▶ [Data for the task]:
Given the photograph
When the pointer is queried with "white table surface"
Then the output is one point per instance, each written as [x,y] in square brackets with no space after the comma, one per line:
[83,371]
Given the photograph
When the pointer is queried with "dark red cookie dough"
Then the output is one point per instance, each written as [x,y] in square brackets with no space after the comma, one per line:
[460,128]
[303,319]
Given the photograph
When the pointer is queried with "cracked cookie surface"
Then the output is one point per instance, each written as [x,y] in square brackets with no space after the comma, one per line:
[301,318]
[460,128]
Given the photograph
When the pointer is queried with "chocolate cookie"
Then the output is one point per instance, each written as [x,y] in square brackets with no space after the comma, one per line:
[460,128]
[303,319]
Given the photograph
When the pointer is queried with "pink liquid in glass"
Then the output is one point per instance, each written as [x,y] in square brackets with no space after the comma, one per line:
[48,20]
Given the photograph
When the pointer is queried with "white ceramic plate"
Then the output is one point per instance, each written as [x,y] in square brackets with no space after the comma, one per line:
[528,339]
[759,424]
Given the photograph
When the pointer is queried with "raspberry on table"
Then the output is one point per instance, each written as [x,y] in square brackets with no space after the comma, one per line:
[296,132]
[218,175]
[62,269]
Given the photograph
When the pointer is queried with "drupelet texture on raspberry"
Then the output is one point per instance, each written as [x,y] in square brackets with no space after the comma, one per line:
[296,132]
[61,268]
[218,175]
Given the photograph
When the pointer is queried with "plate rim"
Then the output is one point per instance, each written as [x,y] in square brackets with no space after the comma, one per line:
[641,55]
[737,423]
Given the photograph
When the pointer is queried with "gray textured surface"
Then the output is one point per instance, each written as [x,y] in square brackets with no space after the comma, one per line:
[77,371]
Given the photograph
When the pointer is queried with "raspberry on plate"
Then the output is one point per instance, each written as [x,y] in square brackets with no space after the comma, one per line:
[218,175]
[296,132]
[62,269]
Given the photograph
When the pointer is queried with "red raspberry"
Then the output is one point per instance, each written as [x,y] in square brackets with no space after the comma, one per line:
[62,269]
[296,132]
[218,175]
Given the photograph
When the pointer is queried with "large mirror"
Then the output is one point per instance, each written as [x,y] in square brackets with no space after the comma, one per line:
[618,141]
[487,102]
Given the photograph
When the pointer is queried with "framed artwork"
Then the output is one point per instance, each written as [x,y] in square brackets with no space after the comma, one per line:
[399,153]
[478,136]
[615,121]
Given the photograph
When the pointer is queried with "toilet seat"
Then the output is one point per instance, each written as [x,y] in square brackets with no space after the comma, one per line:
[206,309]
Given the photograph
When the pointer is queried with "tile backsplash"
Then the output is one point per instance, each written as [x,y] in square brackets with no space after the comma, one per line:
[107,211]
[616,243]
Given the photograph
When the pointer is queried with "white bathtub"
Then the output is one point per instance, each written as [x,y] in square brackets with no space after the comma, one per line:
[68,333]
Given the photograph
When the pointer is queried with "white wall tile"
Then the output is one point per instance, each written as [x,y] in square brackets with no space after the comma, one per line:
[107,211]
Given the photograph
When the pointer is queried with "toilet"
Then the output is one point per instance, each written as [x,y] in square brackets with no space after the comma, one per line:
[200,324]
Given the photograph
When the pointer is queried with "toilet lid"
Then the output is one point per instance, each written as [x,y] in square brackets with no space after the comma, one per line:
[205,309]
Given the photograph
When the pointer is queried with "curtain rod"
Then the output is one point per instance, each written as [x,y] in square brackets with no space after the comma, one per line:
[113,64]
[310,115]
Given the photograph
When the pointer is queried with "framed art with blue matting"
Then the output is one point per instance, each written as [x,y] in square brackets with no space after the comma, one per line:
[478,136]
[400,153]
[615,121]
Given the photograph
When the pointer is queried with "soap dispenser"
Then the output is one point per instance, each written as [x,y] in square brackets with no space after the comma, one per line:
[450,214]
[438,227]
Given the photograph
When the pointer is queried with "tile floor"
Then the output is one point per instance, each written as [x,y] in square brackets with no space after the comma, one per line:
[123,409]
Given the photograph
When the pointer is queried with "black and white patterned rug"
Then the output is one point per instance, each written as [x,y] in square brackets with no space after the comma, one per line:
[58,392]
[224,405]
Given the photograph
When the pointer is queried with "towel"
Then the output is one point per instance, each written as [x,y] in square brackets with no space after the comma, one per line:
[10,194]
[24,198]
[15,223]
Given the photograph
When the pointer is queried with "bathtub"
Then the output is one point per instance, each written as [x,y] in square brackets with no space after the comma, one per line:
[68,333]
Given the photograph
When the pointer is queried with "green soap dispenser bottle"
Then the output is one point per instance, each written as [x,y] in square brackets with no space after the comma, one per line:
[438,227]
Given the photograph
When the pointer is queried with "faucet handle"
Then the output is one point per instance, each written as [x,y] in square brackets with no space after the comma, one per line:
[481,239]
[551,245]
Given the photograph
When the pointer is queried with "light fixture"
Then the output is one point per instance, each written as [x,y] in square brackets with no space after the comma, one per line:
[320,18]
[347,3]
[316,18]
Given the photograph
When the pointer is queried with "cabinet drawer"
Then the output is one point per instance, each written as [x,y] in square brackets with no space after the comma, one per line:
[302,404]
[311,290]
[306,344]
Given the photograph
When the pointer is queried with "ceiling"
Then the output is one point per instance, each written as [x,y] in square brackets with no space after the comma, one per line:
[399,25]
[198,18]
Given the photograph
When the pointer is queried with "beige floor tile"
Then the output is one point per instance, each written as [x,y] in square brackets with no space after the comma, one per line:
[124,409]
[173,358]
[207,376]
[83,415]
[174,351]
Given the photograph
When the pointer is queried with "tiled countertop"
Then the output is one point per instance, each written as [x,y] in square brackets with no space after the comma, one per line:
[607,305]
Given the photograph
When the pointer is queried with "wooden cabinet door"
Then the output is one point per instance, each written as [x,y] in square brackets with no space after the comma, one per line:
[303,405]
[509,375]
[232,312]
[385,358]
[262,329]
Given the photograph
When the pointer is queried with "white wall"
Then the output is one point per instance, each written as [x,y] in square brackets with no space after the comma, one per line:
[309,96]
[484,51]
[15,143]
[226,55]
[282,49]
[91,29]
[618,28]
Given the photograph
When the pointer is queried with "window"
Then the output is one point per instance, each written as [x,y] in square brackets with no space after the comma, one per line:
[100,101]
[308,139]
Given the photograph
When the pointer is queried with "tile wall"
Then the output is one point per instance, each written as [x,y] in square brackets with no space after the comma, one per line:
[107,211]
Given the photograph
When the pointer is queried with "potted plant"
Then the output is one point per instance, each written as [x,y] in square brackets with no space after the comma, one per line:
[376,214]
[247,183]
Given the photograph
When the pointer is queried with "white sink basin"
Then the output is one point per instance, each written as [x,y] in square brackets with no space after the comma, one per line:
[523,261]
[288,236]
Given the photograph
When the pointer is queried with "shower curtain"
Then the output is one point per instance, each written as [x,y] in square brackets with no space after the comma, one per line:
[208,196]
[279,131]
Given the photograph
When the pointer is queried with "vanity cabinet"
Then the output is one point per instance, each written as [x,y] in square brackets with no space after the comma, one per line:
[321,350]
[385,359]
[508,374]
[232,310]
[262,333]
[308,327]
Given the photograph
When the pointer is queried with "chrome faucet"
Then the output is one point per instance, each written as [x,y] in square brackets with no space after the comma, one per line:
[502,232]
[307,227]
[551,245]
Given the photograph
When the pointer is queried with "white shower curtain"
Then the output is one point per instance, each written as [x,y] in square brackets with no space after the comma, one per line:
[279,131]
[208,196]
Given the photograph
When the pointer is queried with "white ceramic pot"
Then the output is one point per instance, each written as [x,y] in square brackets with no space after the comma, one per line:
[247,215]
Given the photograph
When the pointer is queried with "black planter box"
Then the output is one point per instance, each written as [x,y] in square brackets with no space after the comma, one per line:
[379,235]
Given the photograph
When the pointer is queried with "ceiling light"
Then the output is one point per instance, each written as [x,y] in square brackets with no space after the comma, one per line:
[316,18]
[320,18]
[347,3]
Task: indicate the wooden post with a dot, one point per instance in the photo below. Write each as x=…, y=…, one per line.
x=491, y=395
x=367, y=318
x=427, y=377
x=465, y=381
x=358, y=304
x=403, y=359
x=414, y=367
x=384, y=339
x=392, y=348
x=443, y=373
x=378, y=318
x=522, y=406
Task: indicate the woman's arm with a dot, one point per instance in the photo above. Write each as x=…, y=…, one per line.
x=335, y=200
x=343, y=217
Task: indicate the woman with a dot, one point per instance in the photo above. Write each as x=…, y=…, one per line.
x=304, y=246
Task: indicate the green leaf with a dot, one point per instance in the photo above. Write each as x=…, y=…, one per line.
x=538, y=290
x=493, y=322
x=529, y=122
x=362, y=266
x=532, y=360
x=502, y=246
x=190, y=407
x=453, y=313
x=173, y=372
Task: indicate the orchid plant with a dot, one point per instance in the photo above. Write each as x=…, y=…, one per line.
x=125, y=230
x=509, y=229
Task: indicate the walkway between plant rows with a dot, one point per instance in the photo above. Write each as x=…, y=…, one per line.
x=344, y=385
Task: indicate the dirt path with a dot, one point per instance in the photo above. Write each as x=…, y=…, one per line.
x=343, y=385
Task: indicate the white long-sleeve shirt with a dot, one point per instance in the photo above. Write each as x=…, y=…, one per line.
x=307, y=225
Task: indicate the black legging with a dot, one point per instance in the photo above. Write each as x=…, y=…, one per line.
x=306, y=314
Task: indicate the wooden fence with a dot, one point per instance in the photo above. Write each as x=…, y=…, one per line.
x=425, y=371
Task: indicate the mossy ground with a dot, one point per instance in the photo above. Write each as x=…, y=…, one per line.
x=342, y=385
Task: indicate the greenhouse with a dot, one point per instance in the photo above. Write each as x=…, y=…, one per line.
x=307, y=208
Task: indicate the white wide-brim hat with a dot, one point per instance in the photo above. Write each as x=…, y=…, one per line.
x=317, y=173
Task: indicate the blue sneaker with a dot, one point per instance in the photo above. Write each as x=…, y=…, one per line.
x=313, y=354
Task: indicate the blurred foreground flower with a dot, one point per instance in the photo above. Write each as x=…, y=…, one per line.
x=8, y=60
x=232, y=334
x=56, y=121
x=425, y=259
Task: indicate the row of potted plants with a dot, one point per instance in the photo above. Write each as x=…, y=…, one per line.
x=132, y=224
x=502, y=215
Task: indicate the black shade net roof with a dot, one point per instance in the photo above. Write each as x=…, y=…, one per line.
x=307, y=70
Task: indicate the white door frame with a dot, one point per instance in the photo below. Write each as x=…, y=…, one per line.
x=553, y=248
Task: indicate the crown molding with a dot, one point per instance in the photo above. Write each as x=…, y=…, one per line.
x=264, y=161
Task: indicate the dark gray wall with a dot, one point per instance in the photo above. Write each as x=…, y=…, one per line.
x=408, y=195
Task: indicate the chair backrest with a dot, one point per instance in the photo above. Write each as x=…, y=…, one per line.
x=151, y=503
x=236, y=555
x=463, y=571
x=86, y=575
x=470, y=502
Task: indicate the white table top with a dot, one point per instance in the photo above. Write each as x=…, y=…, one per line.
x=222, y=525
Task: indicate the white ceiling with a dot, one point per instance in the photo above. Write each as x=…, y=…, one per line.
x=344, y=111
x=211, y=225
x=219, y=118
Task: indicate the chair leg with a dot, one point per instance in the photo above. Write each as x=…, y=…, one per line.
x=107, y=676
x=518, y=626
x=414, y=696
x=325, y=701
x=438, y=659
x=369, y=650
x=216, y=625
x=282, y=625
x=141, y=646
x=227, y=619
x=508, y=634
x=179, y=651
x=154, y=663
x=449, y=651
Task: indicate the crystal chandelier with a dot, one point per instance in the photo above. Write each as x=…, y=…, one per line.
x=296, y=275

▶ [Exercise]: Look over the data above and show each line that contains "raspberry".

▶ [Problem solution]:
When the pointer is queried with "raspberry on table"
When the pointer is queried with "drupelet texture on raspberry"
When the pointer is queried with "raspberry on plate"
When the pointer is queried with "red raspberry"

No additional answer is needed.